= Kim Sol =

South Korean writer (born 1973)

Kim Ho-seong (born 1973), also known by his pen name Kim Sol, is a South Korean writer. He made his literary debut in 2012 when his short story “Naegiui Mokjeok” (내기의 목적 The Goal of a Bet) won the Korea Times New Writer’s Contest. He is the author of the short story collection Amseutereudam garaji seil du beonjjae (암스테르담 가라지 세일 두 번째 Amsterdam Garage Sale Round Two) and the flash fiction collection Mangsang, eo (망상, 어 Language of Delusion). He is the winner of the 3rd Moonji Literary Award, 22nd Kim Jun-seong Literary Award, and 7th Munhakdongne Young Writers' Award.

== Life ==
Kim Sol was born in Gwangju, South Korea in 1973. He received no formal training in writing. He studied mechanical engineering at Korea University and works at the human resources department of a large South Korean company in heavy industries. His work experience is reflected in his debut short story “Naegiui Mokjeok” (내기의 목적 The Goal of a Bet), which features office betting pools and a conflict between a Korean subordinate and foreign boss due to cultural differences. Kim began writing because of his love for Kafka. He won a writing contest when he was in university.

== Writing ==
Kim’s works have been described as “stories that predict the future of fiction in an age when readers of fiction have disappeared.” His lack of formal training in writing has allowed him to deviate from narrative conventions. He rarely specifies narrative details like time, place, and the nationality or gender of characters, focusing instead on the act of storytelling itself.

== Set task A ==
Write out the article on Kim Sol from "Kim Ho-seong (born" up to and including "Young Writers' Award.".

== Data for processing ==
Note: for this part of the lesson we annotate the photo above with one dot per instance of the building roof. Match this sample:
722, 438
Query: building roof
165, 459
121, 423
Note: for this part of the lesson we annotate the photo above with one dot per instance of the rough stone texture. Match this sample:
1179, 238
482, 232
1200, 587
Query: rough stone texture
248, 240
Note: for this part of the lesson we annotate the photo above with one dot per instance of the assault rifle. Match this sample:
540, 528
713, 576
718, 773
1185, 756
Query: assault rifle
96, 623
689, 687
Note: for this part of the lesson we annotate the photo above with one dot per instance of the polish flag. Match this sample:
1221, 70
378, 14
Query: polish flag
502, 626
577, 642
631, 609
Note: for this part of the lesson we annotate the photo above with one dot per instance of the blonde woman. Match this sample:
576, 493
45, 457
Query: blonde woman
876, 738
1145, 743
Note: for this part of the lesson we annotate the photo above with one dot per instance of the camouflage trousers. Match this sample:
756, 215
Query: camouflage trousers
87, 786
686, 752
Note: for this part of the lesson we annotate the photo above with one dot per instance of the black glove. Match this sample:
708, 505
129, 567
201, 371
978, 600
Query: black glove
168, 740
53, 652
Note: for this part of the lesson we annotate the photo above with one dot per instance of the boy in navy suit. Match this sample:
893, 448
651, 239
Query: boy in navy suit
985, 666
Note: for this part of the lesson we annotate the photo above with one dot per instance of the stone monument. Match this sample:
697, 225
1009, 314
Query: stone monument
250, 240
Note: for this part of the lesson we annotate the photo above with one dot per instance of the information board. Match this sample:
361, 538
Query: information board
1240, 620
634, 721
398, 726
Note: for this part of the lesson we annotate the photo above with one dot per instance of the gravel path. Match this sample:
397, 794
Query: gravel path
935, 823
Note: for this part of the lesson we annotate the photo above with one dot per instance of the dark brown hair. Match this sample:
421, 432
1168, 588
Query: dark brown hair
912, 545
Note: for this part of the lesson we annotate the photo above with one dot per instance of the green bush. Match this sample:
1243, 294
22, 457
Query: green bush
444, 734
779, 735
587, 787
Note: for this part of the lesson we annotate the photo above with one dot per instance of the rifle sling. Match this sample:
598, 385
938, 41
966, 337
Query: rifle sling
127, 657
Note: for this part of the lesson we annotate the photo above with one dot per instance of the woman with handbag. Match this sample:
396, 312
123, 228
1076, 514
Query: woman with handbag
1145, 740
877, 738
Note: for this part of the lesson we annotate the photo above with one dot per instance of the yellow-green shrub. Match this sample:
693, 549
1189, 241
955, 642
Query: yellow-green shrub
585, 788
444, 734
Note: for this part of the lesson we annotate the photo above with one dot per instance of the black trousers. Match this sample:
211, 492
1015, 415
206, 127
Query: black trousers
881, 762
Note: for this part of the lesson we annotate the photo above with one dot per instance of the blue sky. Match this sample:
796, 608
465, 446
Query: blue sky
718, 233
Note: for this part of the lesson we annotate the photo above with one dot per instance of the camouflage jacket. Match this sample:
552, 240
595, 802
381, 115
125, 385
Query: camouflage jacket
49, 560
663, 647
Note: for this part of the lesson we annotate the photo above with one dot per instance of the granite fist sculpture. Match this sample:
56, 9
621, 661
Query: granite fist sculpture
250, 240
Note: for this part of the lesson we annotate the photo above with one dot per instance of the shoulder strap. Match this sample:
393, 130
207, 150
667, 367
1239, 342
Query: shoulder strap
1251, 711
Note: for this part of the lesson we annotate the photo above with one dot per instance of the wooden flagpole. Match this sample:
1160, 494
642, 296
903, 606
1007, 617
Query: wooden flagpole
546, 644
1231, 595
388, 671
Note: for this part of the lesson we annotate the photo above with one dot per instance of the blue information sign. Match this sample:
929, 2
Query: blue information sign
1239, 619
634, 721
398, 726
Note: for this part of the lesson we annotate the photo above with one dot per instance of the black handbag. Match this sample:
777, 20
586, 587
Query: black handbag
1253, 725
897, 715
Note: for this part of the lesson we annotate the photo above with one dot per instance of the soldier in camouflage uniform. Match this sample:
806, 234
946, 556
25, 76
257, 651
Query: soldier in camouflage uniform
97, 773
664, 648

== Set task B ==
Pull out every line of the listing that contains the string "rifle", matching case exactly.

== Correct response A ==
Kim Ho-seong (born 1973), also known by his pen name Kim Sol, is a South Korean writer. He made his literary debut in 2012 when his short story “Naegiui Mokjeok” (내기의 목적 The Goal of a Bet) won the Korea Times New Writer’s Contest. He is the author of the short story collection Amseutereudam garaji seil du beonjjae (암스테르담 가라지 세일 두 번째 Amsterdam Garage Sale Round Two) and the flash fiction collection Mangsang, eo (망상, 어 Language of Delusion). He is the winner of the 3rd Moonji Literary Award, 22nd Kim Jun-seong Literary Award, and 7th Munhakdongne Young Writers' Award.

== Correct response B ==
Note: for this part of the lesson we annotate the photo above with one dot per instance of the assault rifle. Match this sample:
Query: assault rifle
Note: for this part of the lesson we annotate the photo above with one dot per instance of the rifle sling. Match this sample:
Query: rifle sling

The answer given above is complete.